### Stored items
———

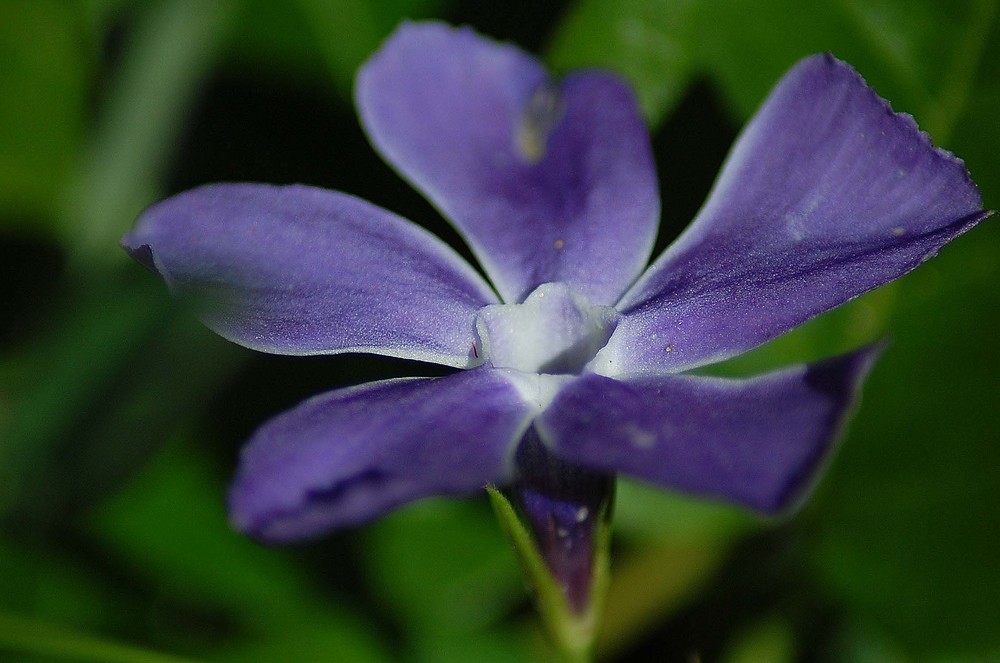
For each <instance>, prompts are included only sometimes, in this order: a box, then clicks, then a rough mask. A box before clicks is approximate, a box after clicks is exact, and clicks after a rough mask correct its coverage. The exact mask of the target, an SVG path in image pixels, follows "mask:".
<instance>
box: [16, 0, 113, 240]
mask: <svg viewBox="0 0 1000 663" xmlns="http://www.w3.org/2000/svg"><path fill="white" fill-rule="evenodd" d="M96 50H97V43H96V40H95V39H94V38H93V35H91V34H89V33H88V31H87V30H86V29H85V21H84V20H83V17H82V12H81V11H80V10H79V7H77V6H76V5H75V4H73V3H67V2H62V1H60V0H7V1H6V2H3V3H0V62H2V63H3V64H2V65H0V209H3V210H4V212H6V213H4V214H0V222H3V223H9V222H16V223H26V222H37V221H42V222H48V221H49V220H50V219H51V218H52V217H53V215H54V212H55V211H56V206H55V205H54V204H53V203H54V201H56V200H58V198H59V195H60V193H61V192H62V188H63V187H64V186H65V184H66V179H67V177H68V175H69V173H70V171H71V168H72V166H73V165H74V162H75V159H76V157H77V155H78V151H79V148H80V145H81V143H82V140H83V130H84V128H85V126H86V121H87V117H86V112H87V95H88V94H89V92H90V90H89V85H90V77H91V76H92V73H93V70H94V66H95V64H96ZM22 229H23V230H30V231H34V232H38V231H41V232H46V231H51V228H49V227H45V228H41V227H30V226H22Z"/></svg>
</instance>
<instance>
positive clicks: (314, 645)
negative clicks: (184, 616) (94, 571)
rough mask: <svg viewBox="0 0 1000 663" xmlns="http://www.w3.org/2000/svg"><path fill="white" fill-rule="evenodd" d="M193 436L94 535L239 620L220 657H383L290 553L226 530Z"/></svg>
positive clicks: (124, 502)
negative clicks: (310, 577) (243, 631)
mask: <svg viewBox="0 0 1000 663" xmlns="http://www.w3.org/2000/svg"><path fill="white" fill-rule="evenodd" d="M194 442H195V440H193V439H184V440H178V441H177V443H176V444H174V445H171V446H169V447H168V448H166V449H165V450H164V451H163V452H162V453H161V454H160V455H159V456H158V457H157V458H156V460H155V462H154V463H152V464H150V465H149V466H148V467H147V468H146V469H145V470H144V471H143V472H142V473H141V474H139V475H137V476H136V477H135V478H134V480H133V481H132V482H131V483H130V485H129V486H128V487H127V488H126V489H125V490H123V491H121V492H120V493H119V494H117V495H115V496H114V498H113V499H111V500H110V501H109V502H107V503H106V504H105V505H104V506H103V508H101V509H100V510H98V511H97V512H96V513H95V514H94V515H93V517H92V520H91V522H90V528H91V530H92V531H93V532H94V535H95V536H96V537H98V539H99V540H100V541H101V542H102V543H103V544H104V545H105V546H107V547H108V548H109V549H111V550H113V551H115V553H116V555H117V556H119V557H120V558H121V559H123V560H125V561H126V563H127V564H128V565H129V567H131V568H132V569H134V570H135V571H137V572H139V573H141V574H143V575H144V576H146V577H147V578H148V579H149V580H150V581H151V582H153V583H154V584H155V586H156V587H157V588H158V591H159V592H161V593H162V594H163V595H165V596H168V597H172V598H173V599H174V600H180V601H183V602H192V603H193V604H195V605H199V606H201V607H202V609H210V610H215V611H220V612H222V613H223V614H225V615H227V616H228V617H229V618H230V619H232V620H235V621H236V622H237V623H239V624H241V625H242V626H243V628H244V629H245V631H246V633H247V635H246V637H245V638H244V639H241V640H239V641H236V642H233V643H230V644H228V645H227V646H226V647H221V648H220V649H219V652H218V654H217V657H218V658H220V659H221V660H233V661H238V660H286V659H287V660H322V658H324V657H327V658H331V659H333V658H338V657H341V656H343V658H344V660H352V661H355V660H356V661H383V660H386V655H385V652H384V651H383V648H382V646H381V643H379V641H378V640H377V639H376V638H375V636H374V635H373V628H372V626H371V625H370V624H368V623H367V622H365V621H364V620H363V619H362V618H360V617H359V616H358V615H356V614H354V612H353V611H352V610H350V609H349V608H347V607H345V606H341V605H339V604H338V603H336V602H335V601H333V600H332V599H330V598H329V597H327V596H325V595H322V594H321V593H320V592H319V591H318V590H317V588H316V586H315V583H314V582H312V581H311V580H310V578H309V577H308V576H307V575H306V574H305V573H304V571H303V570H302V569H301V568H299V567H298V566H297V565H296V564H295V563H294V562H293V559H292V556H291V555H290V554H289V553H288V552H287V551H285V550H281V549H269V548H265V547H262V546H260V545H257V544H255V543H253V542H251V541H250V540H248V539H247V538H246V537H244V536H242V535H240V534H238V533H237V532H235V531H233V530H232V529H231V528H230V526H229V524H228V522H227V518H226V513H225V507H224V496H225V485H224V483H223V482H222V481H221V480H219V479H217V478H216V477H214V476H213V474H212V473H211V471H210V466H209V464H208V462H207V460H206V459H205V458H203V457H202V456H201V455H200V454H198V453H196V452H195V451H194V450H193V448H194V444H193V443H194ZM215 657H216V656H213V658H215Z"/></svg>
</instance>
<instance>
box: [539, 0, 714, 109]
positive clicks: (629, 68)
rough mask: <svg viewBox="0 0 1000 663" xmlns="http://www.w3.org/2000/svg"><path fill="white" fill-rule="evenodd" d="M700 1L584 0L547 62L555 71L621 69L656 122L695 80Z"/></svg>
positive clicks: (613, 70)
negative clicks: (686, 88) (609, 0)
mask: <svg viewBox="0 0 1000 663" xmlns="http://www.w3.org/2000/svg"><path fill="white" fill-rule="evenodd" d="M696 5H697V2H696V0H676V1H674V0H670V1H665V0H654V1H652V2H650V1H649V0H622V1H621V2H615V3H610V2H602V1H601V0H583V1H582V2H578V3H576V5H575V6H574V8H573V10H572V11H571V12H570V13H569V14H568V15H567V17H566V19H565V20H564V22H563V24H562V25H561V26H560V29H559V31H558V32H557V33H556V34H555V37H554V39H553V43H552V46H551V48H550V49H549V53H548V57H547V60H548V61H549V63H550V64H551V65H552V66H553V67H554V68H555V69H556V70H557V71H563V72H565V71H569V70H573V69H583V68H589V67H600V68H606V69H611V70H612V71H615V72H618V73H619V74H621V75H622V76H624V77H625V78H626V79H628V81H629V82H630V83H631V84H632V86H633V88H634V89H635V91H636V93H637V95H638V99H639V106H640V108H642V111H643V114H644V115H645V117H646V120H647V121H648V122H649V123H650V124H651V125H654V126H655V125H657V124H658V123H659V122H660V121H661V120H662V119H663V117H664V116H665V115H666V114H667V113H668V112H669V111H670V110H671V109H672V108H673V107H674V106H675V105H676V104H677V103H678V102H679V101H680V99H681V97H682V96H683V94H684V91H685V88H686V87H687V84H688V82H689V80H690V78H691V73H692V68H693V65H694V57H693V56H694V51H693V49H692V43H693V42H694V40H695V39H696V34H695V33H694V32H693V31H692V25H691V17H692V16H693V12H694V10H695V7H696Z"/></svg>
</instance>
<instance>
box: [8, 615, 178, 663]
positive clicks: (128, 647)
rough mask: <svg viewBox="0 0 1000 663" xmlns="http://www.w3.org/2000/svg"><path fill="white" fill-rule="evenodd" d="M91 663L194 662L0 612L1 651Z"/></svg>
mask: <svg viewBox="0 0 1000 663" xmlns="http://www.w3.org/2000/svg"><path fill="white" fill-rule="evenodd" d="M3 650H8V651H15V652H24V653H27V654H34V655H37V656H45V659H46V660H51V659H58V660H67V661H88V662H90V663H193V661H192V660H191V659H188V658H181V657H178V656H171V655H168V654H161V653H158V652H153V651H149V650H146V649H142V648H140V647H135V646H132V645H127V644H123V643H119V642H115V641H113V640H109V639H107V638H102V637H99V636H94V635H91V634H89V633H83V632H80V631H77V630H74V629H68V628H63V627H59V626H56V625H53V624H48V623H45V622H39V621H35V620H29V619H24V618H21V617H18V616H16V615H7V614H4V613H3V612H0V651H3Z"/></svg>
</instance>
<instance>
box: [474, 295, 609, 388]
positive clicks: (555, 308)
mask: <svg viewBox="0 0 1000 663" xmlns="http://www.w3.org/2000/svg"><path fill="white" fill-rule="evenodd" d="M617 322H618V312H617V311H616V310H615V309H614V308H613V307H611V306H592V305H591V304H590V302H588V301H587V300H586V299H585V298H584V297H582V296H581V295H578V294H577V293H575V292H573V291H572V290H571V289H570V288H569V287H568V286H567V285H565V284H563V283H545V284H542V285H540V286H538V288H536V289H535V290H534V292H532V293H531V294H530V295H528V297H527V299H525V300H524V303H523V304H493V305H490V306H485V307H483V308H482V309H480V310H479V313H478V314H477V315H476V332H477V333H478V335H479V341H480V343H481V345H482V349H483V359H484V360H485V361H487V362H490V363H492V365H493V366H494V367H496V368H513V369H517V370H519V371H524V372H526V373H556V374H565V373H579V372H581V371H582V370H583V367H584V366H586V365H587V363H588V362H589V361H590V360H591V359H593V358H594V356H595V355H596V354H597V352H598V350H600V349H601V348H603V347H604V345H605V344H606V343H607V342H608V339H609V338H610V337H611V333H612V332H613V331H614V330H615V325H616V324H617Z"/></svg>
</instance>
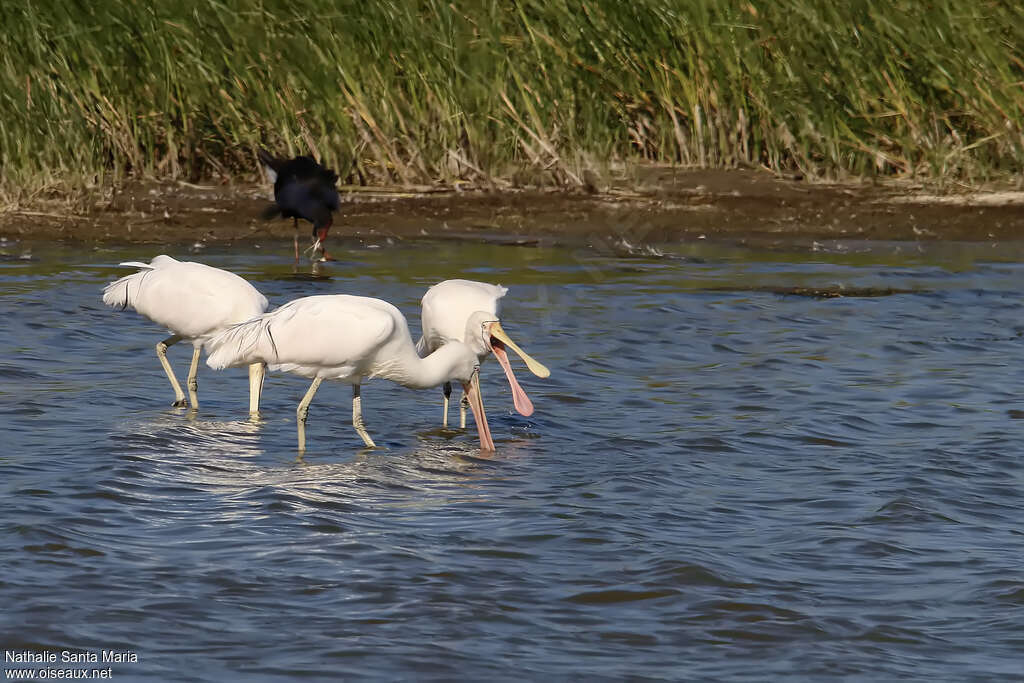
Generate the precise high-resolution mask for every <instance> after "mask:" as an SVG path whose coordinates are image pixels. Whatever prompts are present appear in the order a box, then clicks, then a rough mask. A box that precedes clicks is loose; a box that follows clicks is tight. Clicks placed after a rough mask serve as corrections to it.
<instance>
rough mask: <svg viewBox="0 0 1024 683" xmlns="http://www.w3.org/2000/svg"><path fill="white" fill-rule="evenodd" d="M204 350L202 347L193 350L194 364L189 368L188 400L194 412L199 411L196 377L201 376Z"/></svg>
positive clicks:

———

### TASK
Among the lines above, repeat exactly those from the line with "positive clicks: (613, 70)" to the line with "positive clicks: (128, 647)", counting both ends.

### TASK RESPONSE
positive clicks: (613, 70)
negative clicks: (686, 88) (609, 0)
mask: <svg viewBox="0 0 1000 663" xmlns="http://www.w3.org/2000/svg"><path fill="white" fill-rule="evenodd" d="M696 5H697V2H696V0H676V1H674V0H670V1H665V0H654V1H652V2H650V1H649V0H622V1H621V2H615V3H610V2H602V1H601V0H583V1H582V2H578V3H576V5H575V6H574V8H573V10H572V11H571V12H570V13H569V14H568V15H567V17H566V19H565V20H564V22H563V24H562V25H561V26H560V29H559V31H558V32H557V33H556V34H555V37H554V39H553V43H552V46H551V48H550V49H549V53H548V57H547V60H548V61H549V63H550V64H551V65H552V66H553V67H554V68H555V69H556V70H557V71H563V72H565V71H569V70H573V69H583V68H589V67H600V68H606V69H611V70H612V71H615V72H618V73H619V74H621V75H622V76H624V77H625V78H626V79H628V81H629V82H630V83H631V84H632V86H633V88H634V89H635V91H636V93H637V95H638V99H639V106H640V108H642V111H643V114H644V115H645V117H646V120H647V121H648V122H649V123H650V124H651V125H654V126H655V125H657V124H658V123H659V122H660V121H661V120H662V119H663V117H664V116H665V115H666V114H667V113H668V112H669V111H670V110H671V109H672V108H673V107H674V106H675V105H676V104H677V103H678V102H679V101H680V99H681V97H682V96H683V94H684V91H685V88H686V87H687V84H688V82H689V80H690V78H691V73H692V68H693V65H694V57H693V56H694V51H693V49H692V43H693V42H694V40H695V39H696V34H695V33H694V32H693V31H692V25H691V17H692V16H693V12H694V10H695V7H696Z"/></svg>
</instance>
<instance>
box: [8, 615, 178, 663]
positive clicks: (128, 647)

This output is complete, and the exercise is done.